# AVAILABLE RECORDS
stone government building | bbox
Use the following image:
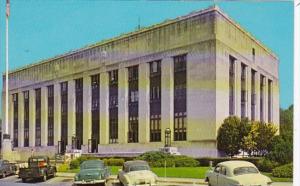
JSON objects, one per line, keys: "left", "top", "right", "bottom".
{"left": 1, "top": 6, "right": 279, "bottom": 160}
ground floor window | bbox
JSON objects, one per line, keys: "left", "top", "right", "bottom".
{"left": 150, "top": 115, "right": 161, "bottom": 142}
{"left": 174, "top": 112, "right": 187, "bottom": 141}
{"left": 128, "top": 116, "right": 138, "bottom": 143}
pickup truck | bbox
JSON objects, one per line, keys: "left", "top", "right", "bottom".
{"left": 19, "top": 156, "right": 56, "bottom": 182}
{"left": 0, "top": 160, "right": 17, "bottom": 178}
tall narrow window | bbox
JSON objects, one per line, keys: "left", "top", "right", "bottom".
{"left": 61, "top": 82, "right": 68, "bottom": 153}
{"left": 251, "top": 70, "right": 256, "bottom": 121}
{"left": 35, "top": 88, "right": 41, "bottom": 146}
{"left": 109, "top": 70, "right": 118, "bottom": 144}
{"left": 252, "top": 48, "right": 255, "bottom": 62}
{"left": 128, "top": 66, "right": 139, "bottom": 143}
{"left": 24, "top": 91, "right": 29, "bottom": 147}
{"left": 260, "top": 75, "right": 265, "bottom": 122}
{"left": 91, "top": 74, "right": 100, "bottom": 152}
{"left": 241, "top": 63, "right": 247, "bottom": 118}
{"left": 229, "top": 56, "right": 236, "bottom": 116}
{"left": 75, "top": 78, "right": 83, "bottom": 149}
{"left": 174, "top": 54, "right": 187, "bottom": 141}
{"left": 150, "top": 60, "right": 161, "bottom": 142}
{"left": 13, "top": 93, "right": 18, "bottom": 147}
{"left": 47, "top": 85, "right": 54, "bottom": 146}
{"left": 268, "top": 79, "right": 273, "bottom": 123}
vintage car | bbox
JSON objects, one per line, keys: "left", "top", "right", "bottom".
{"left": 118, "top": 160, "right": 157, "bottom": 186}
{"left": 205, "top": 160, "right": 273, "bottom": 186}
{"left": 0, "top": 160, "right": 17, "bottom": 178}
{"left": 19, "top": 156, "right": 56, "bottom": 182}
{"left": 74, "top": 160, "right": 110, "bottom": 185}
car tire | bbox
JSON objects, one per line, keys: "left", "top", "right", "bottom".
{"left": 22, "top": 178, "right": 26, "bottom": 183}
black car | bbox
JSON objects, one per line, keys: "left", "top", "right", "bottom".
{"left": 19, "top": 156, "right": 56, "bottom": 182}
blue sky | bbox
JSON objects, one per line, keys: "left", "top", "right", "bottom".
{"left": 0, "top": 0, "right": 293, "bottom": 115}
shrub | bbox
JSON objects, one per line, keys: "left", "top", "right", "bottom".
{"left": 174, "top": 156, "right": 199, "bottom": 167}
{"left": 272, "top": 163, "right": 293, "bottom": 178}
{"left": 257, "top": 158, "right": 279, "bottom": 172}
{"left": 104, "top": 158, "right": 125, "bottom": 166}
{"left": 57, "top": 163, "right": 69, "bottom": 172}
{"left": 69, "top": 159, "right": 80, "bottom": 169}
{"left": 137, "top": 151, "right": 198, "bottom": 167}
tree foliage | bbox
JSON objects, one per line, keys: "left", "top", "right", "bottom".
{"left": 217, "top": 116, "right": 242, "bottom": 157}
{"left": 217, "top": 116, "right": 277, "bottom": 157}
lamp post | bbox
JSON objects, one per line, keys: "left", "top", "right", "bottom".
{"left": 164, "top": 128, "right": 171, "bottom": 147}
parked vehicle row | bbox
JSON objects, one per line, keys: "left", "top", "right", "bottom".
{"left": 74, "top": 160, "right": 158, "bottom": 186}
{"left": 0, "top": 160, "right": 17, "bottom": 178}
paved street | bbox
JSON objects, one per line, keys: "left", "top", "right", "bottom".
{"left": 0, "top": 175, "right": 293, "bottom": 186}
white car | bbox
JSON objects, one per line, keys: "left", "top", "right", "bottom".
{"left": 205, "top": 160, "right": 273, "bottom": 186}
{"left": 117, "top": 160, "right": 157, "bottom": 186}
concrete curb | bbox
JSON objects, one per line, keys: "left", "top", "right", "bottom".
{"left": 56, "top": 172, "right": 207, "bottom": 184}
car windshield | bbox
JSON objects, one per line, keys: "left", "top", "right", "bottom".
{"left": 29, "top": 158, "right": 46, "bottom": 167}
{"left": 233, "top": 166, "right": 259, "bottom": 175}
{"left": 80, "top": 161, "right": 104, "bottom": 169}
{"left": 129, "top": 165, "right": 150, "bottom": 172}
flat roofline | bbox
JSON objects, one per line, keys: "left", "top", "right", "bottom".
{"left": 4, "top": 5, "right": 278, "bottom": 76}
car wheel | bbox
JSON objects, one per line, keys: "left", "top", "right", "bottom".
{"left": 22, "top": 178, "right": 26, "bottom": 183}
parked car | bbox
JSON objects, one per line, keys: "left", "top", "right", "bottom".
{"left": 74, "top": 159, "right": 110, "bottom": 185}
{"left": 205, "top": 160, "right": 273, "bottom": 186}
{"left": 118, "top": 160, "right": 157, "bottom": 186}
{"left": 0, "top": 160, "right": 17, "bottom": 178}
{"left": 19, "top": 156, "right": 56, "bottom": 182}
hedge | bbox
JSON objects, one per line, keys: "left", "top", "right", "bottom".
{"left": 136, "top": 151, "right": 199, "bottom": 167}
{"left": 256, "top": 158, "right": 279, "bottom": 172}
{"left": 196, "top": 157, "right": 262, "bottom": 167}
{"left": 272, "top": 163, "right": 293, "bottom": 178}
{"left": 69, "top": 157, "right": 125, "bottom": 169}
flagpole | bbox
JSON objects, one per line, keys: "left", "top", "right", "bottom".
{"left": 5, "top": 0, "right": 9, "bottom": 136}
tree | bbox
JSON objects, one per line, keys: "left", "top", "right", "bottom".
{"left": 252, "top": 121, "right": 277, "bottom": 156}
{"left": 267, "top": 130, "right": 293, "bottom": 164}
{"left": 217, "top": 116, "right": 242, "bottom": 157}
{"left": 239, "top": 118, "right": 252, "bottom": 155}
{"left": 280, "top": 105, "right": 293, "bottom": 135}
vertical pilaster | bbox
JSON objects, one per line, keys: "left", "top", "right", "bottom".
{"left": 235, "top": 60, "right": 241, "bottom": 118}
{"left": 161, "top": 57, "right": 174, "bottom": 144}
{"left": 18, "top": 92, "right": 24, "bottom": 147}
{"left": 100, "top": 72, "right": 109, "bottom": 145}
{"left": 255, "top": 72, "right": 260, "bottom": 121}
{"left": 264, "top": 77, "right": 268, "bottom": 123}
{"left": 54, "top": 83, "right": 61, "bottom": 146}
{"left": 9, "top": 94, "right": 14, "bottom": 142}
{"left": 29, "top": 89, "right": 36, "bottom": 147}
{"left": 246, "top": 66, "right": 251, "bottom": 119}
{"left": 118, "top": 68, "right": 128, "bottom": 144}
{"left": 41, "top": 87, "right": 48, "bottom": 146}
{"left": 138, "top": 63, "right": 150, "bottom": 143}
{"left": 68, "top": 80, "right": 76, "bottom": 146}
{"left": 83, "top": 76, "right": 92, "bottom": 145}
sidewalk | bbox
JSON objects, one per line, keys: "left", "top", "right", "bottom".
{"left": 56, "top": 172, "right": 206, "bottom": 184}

# WORK ORDER
Your reply should be a single number: the count of lines above that contain the word "window".

# SOLUTION TO THIS TASK
2